> [Task requirements]:
[1] In the text on carbohydrates, what did the 2024 meta-analysis show about fat loss on low-carb and high-carb diets when protein and calories are equated?
[2] Turn the paragraph beginning "A 2024 meta-analysis confirmed" in the text on carbohydrates into a short bulleted list that keeps its main facts.
[3] Proceed with the text on carbohydrates from the point where it stops.

Extract to read section start

Following the backlash against low-fat diets, a new scapegoat emerged: carbohydrates. The rise of Atkins, keto, and other low-carb regimens promoted the idea that all carbs, regardless of source, spike insulin, promote fat storage, and lead to metabolic dysfunction. The word “carb” itself became shorthand for “unhealthy.” This view conveniently ignored the massive nutritional difference between a handful of refined sugar and a bowl of whole-grain oats, treating all carbohydrates as a single threat.
A 2024 meta-analysis confirmed that when protein and calories are equated, low-carb diets result in statistically similar fat loss to high-carb diets. Carbs don’t automatically make you fat – overall calories, portion size, and carb quality matter far more than simply “low-carb vs high-carb.” Glucose is the preferred fuel for your brain and many tissues, so extreme carb restriction can leave you tired, foggy, and craving sugar. Large cohort studies like the Global Burden of Disease project, published in The Lancet in 2019, have consistently shown that diets rich in fiber-filled, minimally processed carbohydrates are associated with lower risk of disease and longer life. Cutting out carbs can mean missing out on essential nutrients like B vitamins, calcium, and dietary fiber.

Extract to read section end
Given records section start

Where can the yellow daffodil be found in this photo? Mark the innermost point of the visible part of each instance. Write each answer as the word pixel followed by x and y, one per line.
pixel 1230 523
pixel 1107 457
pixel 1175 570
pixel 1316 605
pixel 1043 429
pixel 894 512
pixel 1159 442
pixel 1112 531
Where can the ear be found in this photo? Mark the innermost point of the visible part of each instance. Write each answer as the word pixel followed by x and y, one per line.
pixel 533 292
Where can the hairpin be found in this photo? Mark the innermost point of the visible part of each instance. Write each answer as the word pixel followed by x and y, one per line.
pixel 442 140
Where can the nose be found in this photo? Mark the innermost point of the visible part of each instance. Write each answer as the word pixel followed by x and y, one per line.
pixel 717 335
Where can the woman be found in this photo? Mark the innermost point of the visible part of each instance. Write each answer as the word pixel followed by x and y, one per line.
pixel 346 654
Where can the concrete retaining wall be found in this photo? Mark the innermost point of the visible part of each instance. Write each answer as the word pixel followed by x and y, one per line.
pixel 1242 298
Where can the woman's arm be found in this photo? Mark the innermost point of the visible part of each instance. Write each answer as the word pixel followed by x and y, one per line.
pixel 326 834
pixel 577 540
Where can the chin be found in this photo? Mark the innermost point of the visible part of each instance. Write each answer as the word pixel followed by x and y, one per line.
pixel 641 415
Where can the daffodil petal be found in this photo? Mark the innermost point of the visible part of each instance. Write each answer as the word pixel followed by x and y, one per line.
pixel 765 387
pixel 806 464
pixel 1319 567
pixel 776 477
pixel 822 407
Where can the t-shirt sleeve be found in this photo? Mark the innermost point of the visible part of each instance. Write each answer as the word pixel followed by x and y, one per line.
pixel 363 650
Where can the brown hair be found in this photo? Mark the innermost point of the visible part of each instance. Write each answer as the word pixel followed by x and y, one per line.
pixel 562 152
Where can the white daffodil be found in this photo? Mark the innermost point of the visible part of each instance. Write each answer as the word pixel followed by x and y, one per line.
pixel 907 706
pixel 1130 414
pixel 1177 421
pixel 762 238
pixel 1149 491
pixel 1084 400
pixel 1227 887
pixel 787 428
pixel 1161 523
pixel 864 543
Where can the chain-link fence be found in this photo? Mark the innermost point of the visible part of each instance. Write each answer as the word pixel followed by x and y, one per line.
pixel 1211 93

Given records section end

> [Responses in order]:
[1] Low-carb diets result in statistically similar fat loss to high-carb diets.

[2]
- A 2024 meta-analysis found that, with protein and calories equated, low-carb and high-carb diets produce statistically similar fat loss.
- Carbs don't automatically cause weight gain; overall calories, portion size, and carb quality matter more than low-carb vs high-carb.
- Glucose is the preferred fuel for the brain and many tissues, so extreme carb restriction can cause tiredness, fogginess, and sugar cravings.
- Large cohort studies such as the Global Burden of Disease project (The Lancet, 2019) link diets rich in fiber-filled, minimally processed carbs to lower disease risk and longer life.
- Cutting out carbs can mean missing essential nutrients like B vitamins, calcium, and dietary fiber.

[3]
3. Eggs Raise Your Cholesterol and Cause Heart Disease

For many years, eggs were unfairly blamed for high cholesterol and heart disease. The theory was that because eggs contain dietary cholesterol, they must be a major contributor to high blood pressure, high cholesterol, and cardiovascular disease. For years, experts assumed cholesterol-rich foods like eggs played a direct role in raising LDL cholesterol, often called “bad cholesterol,” and this assumption led to dietary guidelines that limited egg consumption. Millions of people dutifully switched to egg-white-only omelets and avoided yolks for decades, convinced they were protecting their hearts.
In 2025, a randomized, cross-over study published in The American Journal of Clinical Nutrition confirmed that consuming two eggs daily as part of a diet low in saturated fat actually led to reductions in LDL cholesterol after five weeks. Researchers separated the effects of cholesterol and saturated fat, finding that high dietary cholesterol from eggs, when eaten as part of a low saturated fat diet, does not raise bad cholesterol levels. Instead, it was the saturated fat that was the real driver of cholesterol elevation. Eggs and their yolks are packed with nutrients, including protein, calcium, phosphorus, potassium, selenium, folate, choline, vitamins A, D, E, and K, amino acids, omega-3 fatty acids, and lutein and zeaxanthin.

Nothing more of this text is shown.